Task data

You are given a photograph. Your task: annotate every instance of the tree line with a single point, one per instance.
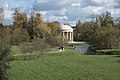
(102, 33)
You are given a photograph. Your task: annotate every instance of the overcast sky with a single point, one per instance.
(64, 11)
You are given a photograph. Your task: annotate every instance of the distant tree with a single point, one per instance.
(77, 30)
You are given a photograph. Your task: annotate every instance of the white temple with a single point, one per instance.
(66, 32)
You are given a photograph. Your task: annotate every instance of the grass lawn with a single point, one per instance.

--

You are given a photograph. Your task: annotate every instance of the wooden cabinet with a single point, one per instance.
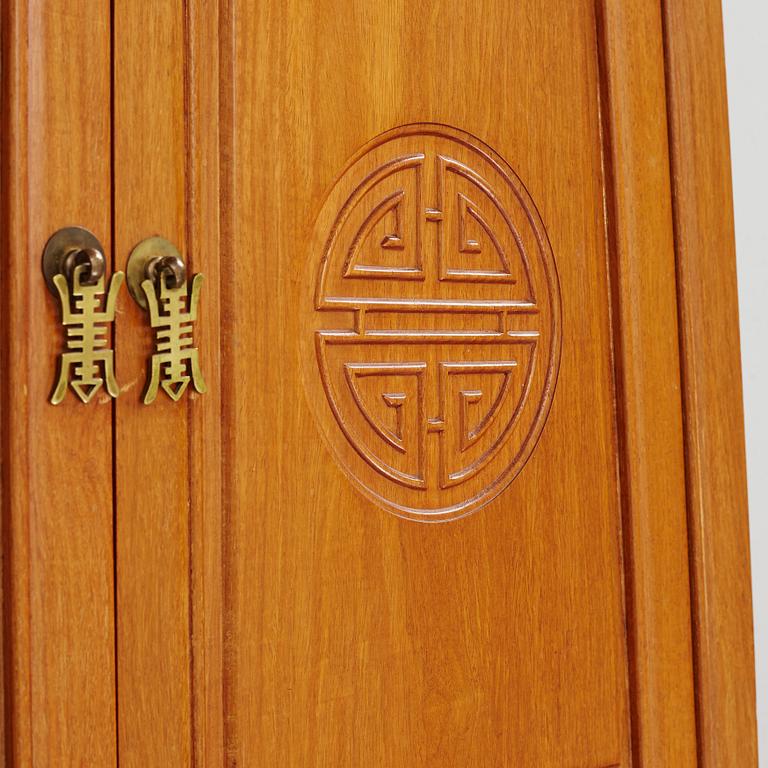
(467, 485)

---

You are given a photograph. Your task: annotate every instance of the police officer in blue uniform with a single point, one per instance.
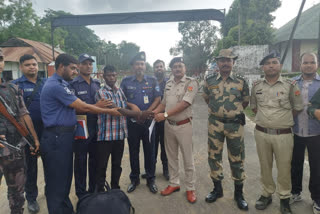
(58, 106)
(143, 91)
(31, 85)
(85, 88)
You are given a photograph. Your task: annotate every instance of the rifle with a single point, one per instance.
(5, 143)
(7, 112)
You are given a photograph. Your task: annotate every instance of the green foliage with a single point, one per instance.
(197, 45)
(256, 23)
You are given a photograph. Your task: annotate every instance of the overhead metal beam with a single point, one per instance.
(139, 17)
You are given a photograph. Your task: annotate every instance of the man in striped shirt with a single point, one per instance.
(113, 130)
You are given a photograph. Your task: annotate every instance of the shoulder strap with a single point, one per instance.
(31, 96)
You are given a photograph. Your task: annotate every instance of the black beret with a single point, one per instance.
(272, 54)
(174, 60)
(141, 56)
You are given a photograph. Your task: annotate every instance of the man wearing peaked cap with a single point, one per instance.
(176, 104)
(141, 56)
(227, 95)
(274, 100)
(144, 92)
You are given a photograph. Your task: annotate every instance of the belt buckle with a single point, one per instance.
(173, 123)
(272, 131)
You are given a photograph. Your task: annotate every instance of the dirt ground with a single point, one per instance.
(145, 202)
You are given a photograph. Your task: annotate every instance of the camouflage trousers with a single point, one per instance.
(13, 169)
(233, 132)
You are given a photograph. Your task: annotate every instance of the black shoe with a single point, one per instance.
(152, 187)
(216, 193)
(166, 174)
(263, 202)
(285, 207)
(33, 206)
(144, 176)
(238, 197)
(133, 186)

Task directions
Can you express the part of the data above that opens with the line containing "line with a single point, one per instance." and closes with the line containing "lawn with a single point, one per instance." as a JSON list of strings, one string per line, with blank lines and the pictures left out?

Exercise output
[
  "You are given a photograph. Your task: annotate every instance of the tree line with a single point, one per instance.",
  "(102, 33)",
  "You are given a photograph. Your task: annotate every instance of the overcast sky with a single point, one per instance.",
  "(64, 11)",
  "You are given a photograph. Your task: annotate every instance of the distant tree with a single point, one per instance.",
  "(77, 30)",
  "You are given a photograph. Your task: annotate every instance of the white temple with a single point, one per instance.",
  "(66, 32)",
  "You are given a photograph. Your task: annotate every instance of the grass lawn with a single point, one per instance."
]